Texto para revisão:
▬▬▬▬▬▬▬▬▬▬

Tratamento da cardiomiopatia hipertrófica felina
É aconselhável adaptar o tratamento dos gatos com cardiomiopatia hipertrófica felina de acordo com o seu estádio clínico.1
- Em gatos no estádio B1, não é recomendado tratamento, mas sim monitorização da sua evolução através de ecocardiografia, sobretudo da dilatação do átrio esquerdo que poderá indicar progressão para o estádio B2.
- Em gatos com ODTSVE , poderá ter-se em consideração a administração de atenolol , mas será necessário ter em conta que a ODTSVE não aumenta o risco de mortalidade e que o atenolol não foi demonstrado como tendo qualquer efeito na sobrevivência em 5 anos de gatos com cardiomiopatia hipertrófica subclínica.1
- Em gatos no estádio B2 que se consideram estar em risco de apresentar TEA, recomenda-se a administração de clopidogrel como monoterapia ou em conjunção com outros antitrombóticos nos casos de risco muito alto de TEA.
- Em doentes com arritmias ventriculares complexas , recomenda-se tratamento com atenolol ou sotalol , ao passo que o diltiazem ou os fármacos anteriormente referidos são indicados para gatos com fibrilação atrial.1
- Os doentes que se apresentam de modo agudo no estádio C devem receber tratamento com furosemida (bólus endovenosos ou infusão contínua), oxigénio, sedação para reduzir a ansiedade, e toracocentese em casos de efusão pleural. A administração de fluidos é contraindicada nestes casos.
- Em caso de débito cardíaco baixo e sem ODTSVE, pode considerar-se pimobendan ou mesmo dobutamina , mas não há muita evidência a esse respeito.
- Assim que o doente estiver estável, recomenda-se que regresse ao seu ambiente habitual logo que possível, com tratamento diurético na dose mais baixa que mantiver a frequência respiratória < 30 rpm, clopidogrel, e antiarrítmico se for necessário.1
- No estádio D , a furosemida pode ser substituída por torasemida e adicionar-se espironolactona . Além disso, se houver disfunção sistólica, pode considerar-se a administração de pimobendan e de taurina.

▬▬▬▬▬▬▬▬▬▬

Registos de uma recolha de dados:
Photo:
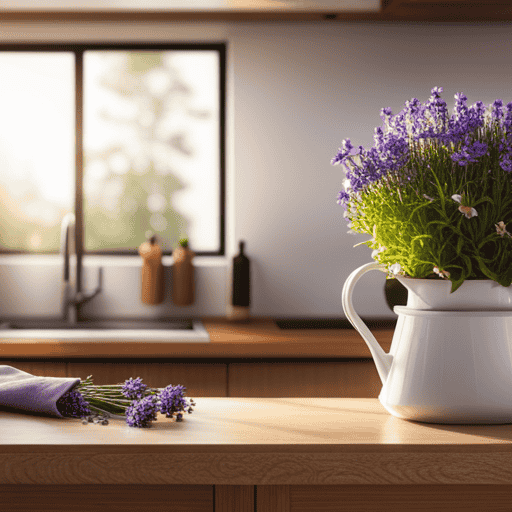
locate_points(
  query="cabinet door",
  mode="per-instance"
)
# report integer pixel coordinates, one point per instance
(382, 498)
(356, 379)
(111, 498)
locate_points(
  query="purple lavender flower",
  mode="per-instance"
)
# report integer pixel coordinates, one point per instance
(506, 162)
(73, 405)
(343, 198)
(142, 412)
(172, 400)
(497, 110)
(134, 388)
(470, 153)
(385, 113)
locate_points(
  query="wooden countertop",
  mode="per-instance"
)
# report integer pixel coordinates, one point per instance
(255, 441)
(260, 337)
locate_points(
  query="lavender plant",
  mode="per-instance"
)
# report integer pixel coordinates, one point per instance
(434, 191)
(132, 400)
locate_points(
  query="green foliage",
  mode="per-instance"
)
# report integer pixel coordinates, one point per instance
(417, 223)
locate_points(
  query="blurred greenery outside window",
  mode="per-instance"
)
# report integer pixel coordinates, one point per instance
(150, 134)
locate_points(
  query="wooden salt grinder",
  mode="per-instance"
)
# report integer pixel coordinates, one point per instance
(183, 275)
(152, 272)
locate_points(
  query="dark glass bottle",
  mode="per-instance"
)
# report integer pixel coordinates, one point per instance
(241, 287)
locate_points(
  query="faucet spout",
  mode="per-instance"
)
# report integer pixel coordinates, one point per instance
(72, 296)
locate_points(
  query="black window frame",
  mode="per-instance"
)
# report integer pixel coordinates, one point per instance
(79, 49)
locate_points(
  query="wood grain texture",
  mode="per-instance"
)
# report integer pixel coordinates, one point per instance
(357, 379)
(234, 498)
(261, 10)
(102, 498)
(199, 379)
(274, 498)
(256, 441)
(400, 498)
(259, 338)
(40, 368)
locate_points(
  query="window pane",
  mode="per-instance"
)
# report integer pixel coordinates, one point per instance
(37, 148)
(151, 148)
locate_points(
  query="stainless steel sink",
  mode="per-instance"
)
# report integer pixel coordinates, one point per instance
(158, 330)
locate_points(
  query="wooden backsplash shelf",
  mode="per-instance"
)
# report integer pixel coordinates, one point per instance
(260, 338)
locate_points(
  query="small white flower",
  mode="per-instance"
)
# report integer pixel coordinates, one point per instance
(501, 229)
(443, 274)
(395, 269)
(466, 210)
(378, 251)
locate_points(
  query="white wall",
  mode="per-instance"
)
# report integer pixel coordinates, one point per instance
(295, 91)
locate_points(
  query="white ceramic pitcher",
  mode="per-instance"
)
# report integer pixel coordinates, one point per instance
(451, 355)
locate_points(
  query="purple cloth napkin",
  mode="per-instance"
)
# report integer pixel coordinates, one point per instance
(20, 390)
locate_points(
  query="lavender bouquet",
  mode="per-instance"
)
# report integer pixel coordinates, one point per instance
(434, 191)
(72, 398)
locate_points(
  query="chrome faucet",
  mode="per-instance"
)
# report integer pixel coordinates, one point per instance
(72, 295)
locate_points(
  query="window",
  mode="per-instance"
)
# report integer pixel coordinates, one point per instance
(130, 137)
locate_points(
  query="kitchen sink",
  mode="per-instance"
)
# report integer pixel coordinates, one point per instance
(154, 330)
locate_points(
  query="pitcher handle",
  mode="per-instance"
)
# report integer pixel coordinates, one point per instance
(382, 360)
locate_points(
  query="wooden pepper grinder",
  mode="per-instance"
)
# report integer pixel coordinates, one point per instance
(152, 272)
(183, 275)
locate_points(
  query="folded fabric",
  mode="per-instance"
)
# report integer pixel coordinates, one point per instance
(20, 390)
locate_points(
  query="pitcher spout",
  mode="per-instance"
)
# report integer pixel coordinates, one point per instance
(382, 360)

▬▬▬▬▬▬▬▬▬▬

Requisitos do exercício:
1. Indique todos os estádios clínicos referidos no texto sobre o tratamento da cardiomiopatia hipertrófica felina.
2. No texto sobre o tratamento da cardiomiopatia hipertrófica felina, transcreva o trecho que abre com as palavras que contêm "- Em caso de" e fecha com "e de taurina.".

Respostas por item:
1. B1, B2, C, D

2.
- Em caso de débito cardíaco baixo e sem ODTSVE, pode considerar-se pimobendan ou mesmo dobutamina , mas não há muita evidência a esse respeito.
- Assim que o doente estiver estável, recomenda-se que regresse ao seu ambiente habitual logo que possível, com tratamento diurético na dose mais baixa que mantiver a frequência respiratória < 30 rpm, clopidogrel, e antiarrítmico se for necessário.1
- No estádio D , a furosemida pode ser substituída por torasemida e adicionar-se espironolactona . Além disso, se houver disfunção sistólica, pode considerar-se a administração de pimobendan e de taurina.